* Trecho fornecido:
<<<<

Itaú Cultural
Brechas Urbanas, mar. 2020
por Vanessa Barbara
Eram 4 da manhã de uma sexta-feira, mais ou menos um ano atrás. Eu estava (invariavelmente) ninando o bebê na varanda do meu apartamento, no 14o andar, tentando não colapsar de sono e de tédio. Então vejo um motociclista passar velozmente pela rua de cima. Ele dá meia-volta, atravessa a pista e estaciona diante de uma escadaria. Olha para trás. Sai da moto, tira o capacete. Certamente vai cometer um ilícito. O homem parece analisar o jardim. Olha para os lados e pula uma mureta baixa. Colhe uma rosa branca. Depois parece refletir melhor, colhe mais outra e uma terceira (depois de escolher muito bem). Amarra em um buquê, bota o capacete de volta e sobe na moto. “Alô, polícia?”, pensei em anunciar. “Temos aqui um meliante agindo de forma premeditada com a flagrante intenção de roubar um coração. Não demorem. E tragam reforços.”
Ninguém precisa de televisão quando se tem uma varanda – ou, vá lá, uma janela com vista para a rua. Por aqui vejo de tudo: briga de bêbado, procissão, filmagem de comercial, ladrão no telhado, carro na contramão, bloquinho de Carnaval. Quando venta muito, a gente vê baldes voando. Quando chove, é a inundação descendo a ladeira. De vez em quando falta luz no bairro e é bonito divisar uma fronteira entre ruas iluminadas e ruas escuras, enquanto o farol dos carros abre um clarão no asfalto adiante.
Outro dia caiu um balão enorme numa casa da rua de cima; vieram uns malucos gritando numas motos, pularam o portão, deram uma apagada parcial no fogo do telhado e fugiram correndo. Depois de um tempo apareceram os bombeiros e duas viaturas de resgate para apagar o resto do fogo. Tudo isso aconteceu em questão de 15 minutos. Pelo que pude apurar, os moradores estavam na sala assistindo à televisão. Um deles continuou sentado no sofá enquanto o outro atendia os bombeiros.

>>>>

* Dados fornecidos:
<<<<

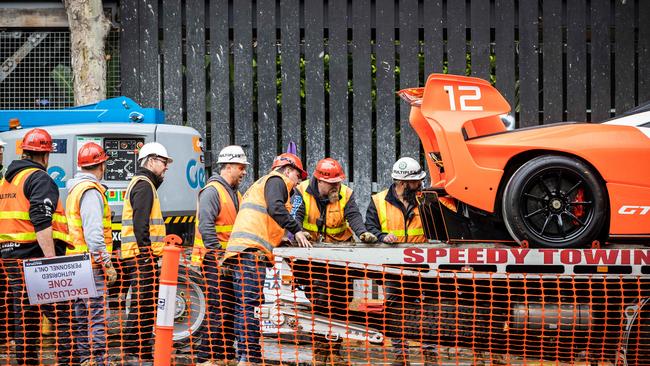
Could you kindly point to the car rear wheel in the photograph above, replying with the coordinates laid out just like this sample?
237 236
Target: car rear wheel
555 201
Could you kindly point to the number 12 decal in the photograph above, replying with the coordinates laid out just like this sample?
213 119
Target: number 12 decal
474 94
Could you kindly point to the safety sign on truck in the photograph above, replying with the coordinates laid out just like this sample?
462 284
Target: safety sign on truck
59 279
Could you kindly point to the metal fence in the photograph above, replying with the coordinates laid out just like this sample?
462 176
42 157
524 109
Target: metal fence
35 71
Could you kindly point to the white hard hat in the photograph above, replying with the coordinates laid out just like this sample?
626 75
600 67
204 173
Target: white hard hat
232 154
153 148
407 169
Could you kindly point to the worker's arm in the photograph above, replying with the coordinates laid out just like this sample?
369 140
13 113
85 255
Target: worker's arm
141 201
209 208
353 216
300 210
43 196
92 222
372 221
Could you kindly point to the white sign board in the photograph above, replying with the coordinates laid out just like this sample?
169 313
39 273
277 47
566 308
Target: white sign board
59 278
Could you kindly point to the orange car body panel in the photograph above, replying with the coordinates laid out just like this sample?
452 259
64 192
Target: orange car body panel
475 148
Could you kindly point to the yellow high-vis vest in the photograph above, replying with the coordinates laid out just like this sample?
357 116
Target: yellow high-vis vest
73 214
336 226
156 223
15 224
223 223
392 221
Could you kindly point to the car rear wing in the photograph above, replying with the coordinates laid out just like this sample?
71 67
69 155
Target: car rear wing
447 112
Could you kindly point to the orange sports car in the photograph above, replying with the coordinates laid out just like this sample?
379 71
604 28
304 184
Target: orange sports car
559 185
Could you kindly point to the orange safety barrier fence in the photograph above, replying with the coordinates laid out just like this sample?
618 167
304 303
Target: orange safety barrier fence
314 310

>>>>

* Enunciado da tarefa:
Dê continuidade à crônica sobre o que se vê da varanda, começando logo após a última frase apresentada.

* Resultado do exercício:
Confesso: tenho um binóculo Celestron 15 x 70, que serve para enxergar as luas de Júpiter, a inclinação dos anéis de Saturno, algumas nebulosas e a Estação Espacial Internacional. Serve também para entender o que aqueles homens estão fazendo no meio da rua às 3 da manhã (recapeamento), de que companhia aérea é este avião enorme no céu (Qatar Airways) e, por fim, se o vizinho da frente está mesmo limpando o sangue de uma faca e de um serrote depois de esquartejar a esposa inválida (não, isso foi com o James Stewart e eu preciso parar de ver esse tipo de filme).
Não que eu passe a madrugada de binóculo em punho vigiando a rua – isso só quando tem chuva de meteoros e fica nublado de repente. Aí não sobra muito o que fazer. Às vezes estou casualmente estendendo roupas no varal e vejo alguma coisa interessante; a questão é que eu costumo estender roupas lá pelas 2 da manhã, quando qualquer coisa que acontece é interessante. E lá vou eu acompanhar a caminhada solitária de um homem que demora dez minutos para percorrer a rua, parando para amarrar os sapatos e soltar um espirro agudo que quebra o silêncio denso do orvalho. Ou um casal que espera o ônibus noturno para a Cachoeirinha. Ou um bêbado que recita a altos brados versículos aleatórios da Bíblia.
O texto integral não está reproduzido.